Stored dataset items
+++
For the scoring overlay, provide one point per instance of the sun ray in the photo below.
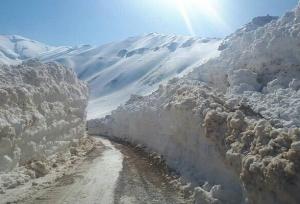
(206, 8)
(181, 7)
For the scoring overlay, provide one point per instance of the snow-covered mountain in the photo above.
(14, 49)
(114, 71)
(233, 122)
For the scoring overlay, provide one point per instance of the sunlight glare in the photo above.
(207, 8)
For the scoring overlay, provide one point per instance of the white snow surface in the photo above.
(14, 49)
(114, 71)
(42, 109)
(260, 66)
(136, 65)
(219, 122)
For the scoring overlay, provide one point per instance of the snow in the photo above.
(114, 71)
(232, 124)
(42, 109)
(136, 65)
(14, 49)
(260, 66)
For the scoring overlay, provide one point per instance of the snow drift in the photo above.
(42, 109)
(136, 65)
(114, 71)
(14, 49)
(233, 123)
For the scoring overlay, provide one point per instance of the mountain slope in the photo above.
(136, 65)
(114, 71)
(14, 49)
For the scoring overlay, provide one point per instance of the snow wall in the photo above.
(42, 109)
(231, 125)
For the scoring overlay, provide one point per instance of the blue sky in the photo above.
(71, 22)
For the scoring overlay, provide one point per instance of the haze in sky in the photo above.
(71, 22)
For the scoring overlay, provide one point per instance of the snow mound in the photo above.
(136, 65)
(230, 151)
(42, 109)
(116, 70)
(14, 49)
(232, 124)
(262, 66)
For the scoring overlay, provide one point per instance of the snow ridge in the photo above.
(42, 109)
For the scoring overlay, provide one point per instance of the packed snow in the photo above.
(14, 49)
(42, 109)
(114, 71)
(232, 124)
(136, 65)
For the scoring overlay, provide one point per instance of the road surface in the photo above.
(111, 174)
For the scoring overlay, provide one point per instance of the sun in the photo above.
(206, 8)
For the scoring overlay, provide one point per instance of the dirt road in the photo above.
(111, 174)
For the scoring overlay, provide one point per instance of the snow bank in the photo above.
(229, 150)
(260, 64)
(233, 123)
(42, 109)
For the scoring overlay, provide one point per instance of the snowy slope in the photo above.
(260, 67)
(14, 49)
(114, 71)
(233, 121)
(42, 109)
(136, 65)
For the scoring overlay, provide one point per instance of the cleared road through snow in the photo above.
(112, 173)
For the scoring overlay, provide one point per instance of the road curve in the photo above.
(111, 174)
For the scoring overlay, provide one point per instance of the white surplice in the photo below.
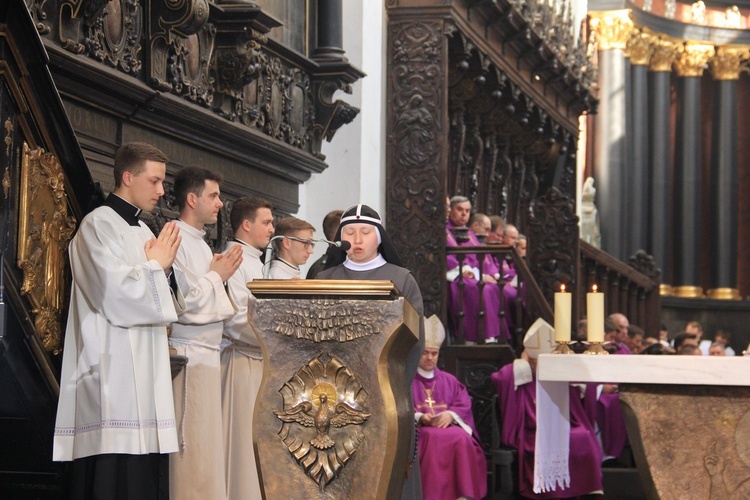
(241, 374)
(115, 387)
(282, 270)
(197, 471)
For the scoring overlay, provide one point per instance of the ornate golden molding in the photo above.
(664, 54)
(640, 47)
(693, 59)
(44, 230)
(728, 62)
(613, 28)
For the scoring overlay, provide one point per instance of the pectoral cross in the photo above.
(431, 404)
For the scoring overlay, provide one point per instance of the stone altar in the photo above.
(688, 418)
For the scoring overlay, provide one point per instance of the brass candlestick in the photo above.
(595, 348)
(562, 348)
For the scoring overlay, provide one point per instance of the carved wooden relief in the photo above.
(216, 55)
(44, 230)
(416, 160)
(553, 242)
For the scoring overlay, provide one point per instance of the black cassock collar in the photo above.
(123, 208)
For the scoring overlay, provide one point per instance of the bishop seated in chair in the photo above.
(451, 458)
(517, 400)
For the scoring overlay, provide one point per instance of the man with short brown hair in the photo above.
(197, 471)
(293, 251)
(115, 417)
(241, 356)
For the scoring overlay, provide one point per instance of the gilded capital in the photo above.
(640, 47)
(613, 28)
(693, 59)
(727, 63)
(663, 55)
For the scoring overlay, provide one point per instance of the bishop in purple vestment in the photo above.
(471, 275)
(516, 389)
(451, 457)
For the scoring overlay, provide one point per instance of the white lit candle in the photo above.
(562, 315)
(595, 315)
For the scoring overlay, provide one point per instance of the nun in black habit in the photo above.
(372, 256)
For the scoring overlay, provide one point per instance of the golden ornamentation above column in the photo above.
(664, 54)
(613, 28)
(640, 47)
(728, 62)
(693, 59)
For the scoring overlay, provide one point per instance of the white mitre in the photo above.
(539, 339)
(434, 332)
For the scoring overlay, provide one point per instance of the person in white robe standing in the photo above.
(115, 417)
(197, 470)
(241, 359)
(291, 252)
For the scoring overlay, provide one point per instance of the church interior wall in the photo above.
(355, 156)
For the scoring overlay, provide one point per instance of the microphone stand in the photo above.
(269, 249)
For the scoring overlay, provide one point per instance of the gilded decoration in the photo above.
(640, 47)
(8, 136)
(693, 59)
(326, 320)
(613, 28)
(323, 416)
(45, 228)
(728, 62)
(664, 54)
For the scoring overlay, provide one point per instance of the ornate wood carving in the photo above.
(415, 194)
(645, 264)
(45, 228)
(214, 54)
(553, 242)
(181, 47)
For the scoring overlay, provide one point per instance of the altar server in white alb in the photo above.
(197, 470)
(241, 359)
(291, 252)
(115, 417)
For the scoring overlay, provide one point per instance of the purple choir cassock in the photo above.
(518, 430)
(493, 325)
(451, 461)
(607, 413)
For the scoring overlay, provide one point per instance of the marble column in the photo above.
(330, 30)
(660, 159)
(725, 68)
(636, 179)
(688, 155)
(610, 137)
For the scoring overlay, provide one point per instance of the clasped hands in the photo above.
(441, 420)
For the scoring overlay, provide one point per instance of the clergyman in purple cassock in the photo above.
(604, 408)
(470, 302)
(516, 389)
(451, 457)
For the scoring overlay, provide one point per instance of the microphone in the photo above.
(343, 245)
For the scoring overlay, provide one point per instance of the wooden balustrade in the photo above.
(627, 289)
(633, 291)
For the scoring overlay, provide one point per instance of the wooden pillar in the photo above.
(417, 143)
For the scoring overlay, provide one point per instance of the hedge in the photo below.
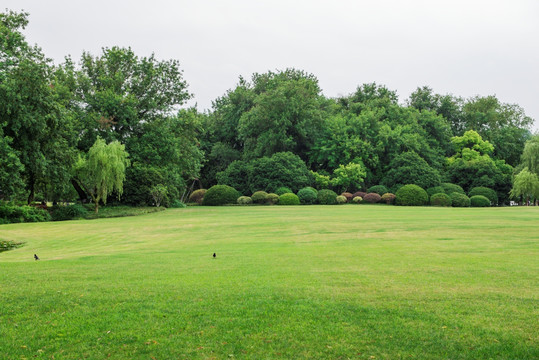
(440, 199)
(411, 195)
(220, 195)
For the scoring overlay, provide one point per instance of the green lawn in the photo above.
(302, 282)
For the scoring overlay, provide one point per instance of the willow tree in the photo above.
(102, 171)
(526, 184)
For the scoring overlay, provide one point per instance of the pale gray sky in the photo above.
(467, 48)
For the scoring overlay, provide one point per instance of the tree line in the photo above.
(52, 116)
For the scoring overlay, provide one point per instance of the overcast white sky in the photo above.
(467, 48)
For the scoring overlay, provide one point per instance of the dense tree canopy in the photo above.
(274, 129)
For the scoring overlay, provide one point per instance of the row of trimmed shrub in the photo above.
(407, 195)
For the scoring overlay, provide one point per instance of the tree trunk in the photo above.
(83, 196)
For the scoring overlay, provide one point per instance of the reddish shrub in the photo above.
(372, 198)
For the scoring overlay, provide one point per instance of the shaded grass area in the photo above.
(333, 282)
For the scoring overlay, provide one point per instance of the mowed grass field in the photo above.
(299, 282)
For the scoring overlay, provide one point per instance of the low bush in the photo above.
(288, 199)
(10, 213)
(259, 197)
(361, 194)
(377, 189)
(411, 195)
(486, 192)
(372, 198)
(341, 199)
(327, 197)
(283, 190)
(459, 200)
(177, 204)
(388, 198)
(197, 196)
(348, 196)
(69, 212)
(440, 199)
(451, 188)
(435, 190)
(273, 199)
(220, 195)
(479, 201)
(307, 196)
(244, 200)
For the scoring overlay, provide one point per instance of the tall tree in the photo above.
(102, 172)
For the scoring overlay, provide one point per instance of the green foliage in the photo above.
(411, 195)
(341, 199)
(388, 198)
(177, 204)
(436, 190)
(10, 213)
(459, 200)
(451, 188)
(273, 198)
(479, 201)
(372, 198)
(68, 212)
(440, 199)
(159, 194)
(326, 197)
(486, 192)
(283, 190)
(357, 200)
(197, 196)
(410, 168)
(526, 184)
(348, 177)
(244, 200)
(378, 189)
(307, 196)
(220, 195)
(259, 197)
(289, 199)
(103, 171)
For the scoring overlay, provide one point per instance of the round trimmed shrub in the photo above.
(288, 199)
(378, 189)
(244, 200)
(459, 200)
(435, 190)
(388, 198)
(273, 198)
(451, 188)
(411, 195)
(307, 196)
(197, 196)
(327, 197)
(341, 199)
(372, 198)
(220, 195)
(283, 190)
(479, 201)
(259, 197)
(69, 212)
(361, 194)
(486, 192)
(440, 199)
(348, 196)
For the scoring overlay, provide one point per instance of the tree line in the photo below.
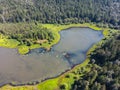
(61, 11)
(105, 72)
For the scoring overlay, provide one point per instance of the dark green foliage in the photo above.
(105, 73)
(61, 11)
(28, 33)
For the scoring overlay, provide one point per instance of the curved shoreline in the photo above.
(92, 47)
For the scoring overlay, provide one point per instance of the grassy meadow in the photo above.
(65, 80)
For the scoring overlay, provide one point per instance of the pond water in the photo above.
(40, 64)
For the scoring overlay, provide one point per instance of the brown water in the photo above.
(39, 64)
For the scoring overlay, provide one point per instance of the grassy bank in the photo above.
(65, 80)
(54, 28)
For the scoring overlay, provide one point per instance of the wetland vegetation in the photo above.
(30, 30)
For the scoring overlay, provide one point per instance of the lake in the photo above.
(40, 64)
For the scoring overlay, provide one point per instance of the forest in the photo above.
(62, 11)
(105, 73)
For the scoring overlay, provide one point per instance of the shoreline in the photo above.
(90, 50)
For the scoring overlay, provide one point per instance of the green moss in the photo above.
(23, 49)
(53, 84)
(9, 43)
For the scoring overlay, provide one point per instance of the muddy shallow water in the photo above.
(40, 64)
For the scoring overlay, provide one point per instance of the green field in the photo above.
(67, 78)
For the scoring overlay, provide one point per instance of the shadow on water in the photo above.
(40, 64)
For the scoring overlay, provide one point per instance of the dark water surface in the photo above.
(39, 64)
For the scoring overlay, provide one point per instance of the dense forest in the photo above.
(61, 11)
(105, 73)
(27, 34)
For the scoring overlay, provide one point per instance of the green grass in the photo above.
(23, 49)
(9, 43)
(53, 84)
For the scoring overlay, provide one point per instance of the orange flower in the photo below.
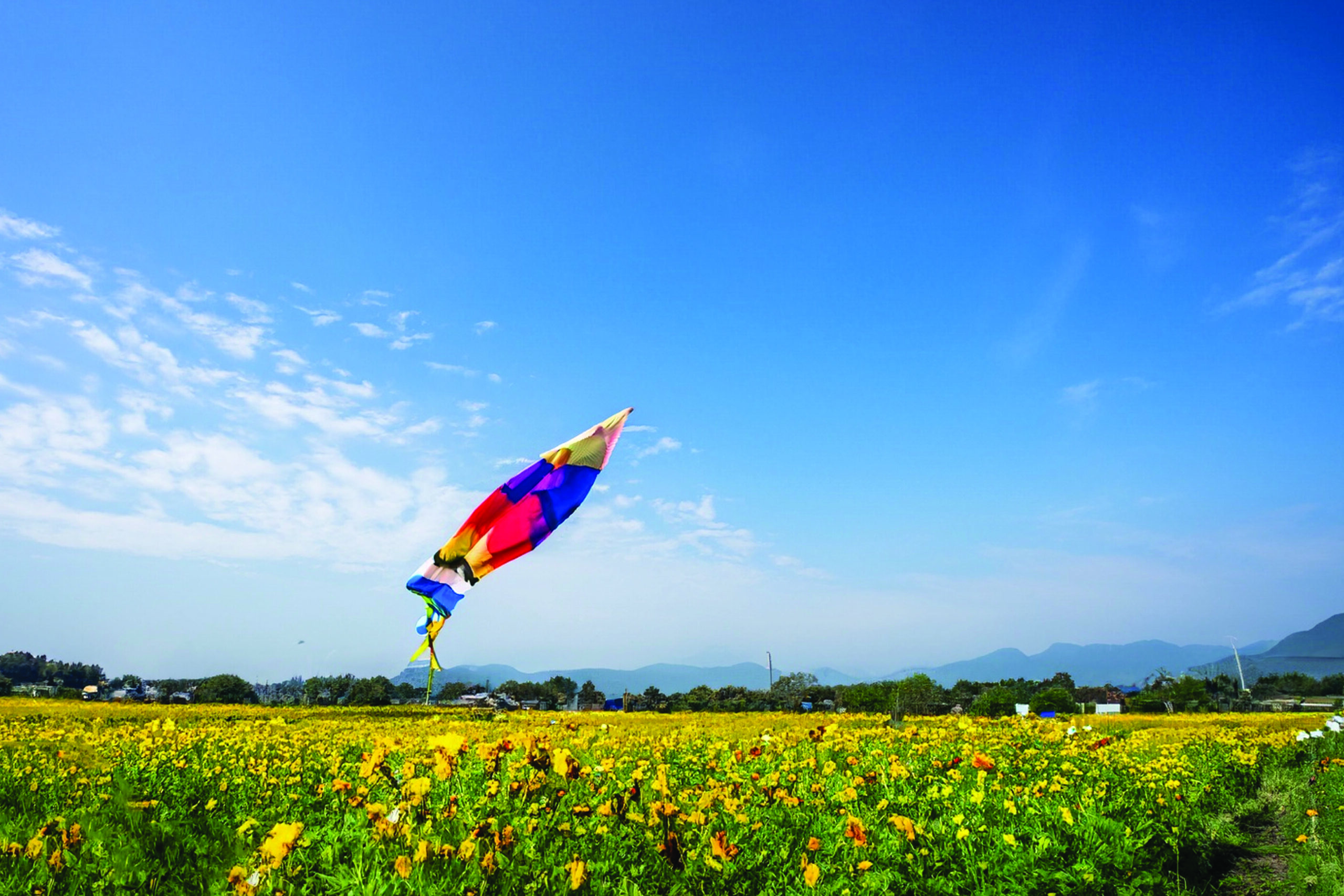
(908, 825)
(721, 848)
(280, 841)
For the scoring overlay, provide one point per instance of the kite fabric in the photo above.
(515, 519)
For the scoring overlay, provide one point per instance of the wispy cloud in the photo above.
(1038, 328)
(663, 445)
(1311, 275)
(289, 361)
(39, 268)
(371, 331)
(320, 316)
(452, 368)
(1081, 395)
(15, 227)
(252, 311)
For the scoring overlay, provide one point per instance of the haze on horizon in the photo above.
(947, 328)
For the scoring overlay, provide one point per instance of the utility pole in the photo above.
(1240, 673)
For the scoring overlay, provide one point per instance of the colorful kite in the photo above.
(515, 519)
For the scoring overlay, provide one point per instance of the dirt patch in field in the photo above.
(1260, 868)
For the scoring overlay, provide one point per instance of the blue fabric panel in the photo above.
(526, 481)
(563, 492)
(441, 594)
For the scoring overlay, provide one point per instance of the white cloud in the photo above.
(252, 311)
(371, 331)
(452, 368)
(320, 316)
(1311, 275)
(238, 340)
(666, 444)
(797, 567)
(1083, 394)
(39, 268)
(406, 342)
(289, 361)
(147, 361)
(15, 227)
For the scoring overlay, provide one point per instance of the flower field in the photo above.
(225, 800)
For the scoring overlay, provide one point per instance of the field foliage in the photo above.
(195, 800)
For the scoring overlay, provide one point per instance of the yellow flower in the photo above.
(577, 872)
(280, 841)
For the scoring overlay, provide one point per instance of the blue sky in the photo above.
(947, 328)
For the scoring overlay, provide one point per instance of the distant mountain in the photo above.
(667, 678)
(1093, 664)
(1316, 652)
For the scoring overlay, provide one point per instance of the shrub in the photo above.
(225, 690)
(1054, 700)
(370, 692)
(994, 703)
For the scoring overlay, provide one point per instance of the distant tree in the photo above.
+++
EXERCISE
Return exactly the lines from the one containing "horizon in the photo above." to the last line of the data, and nothing more.

RESULT FOR THIS EXERCISE
For the scoring overlay, provide one point per instance of the haze on horizon in the photo above.
(947, 328)
For the scoring overlay, provide one point per instance of the utility pole in the photo above.
(1240, 673)
For the scoring overlay, provide one point per instance of the colorful kite in the photo above.
(515, 519)
For the scoring overlay, provide one point per instance of the dirt patch in field in the photo above.
(1260, 868)
For the scoring overlay, provide one point per instance of the blue fabric panel in the photo above.
(526, 481)
(563, 492)
(441, 594)
For the scoring overlay, provide one point per instance of the white cloud in the photo above.
(252, 311)
(371, 331)
(452, 368)
(320, 316)
(1311, 275)
(238, 340)
(666, 444)
(797, 567)
(1083, 394)
(39, 268)
(406, 342)
(289, 361)
(147, 361)
(15, 227)
For the scoring overlay, provide one point per instance of the flower field in the photo above.
(225, 800)
For the scoring overlay, provide one point per instance of the field foliage in the photo above.
(195, 800)
For the scoring overlay, provide one point per instance of the yellow flower in the photo above.
(577, 872)
(280, 841)
For the scoring overlay, provide one point per instance of the blue sky in the photo above.
(947, 328)
For the scoring overlay, provide one point per instance of the distant mountain in the photo above.
(667, 678)
(1093, 664)
(1316, 652)
For the scoring overlay, provide one point per instance of the shrub in the photo above.
(225, 690)
(1054, 700)
(370, 692)
(994, 703)
For the scoring overlay, provide one point per instance of the distant tree in the photo above.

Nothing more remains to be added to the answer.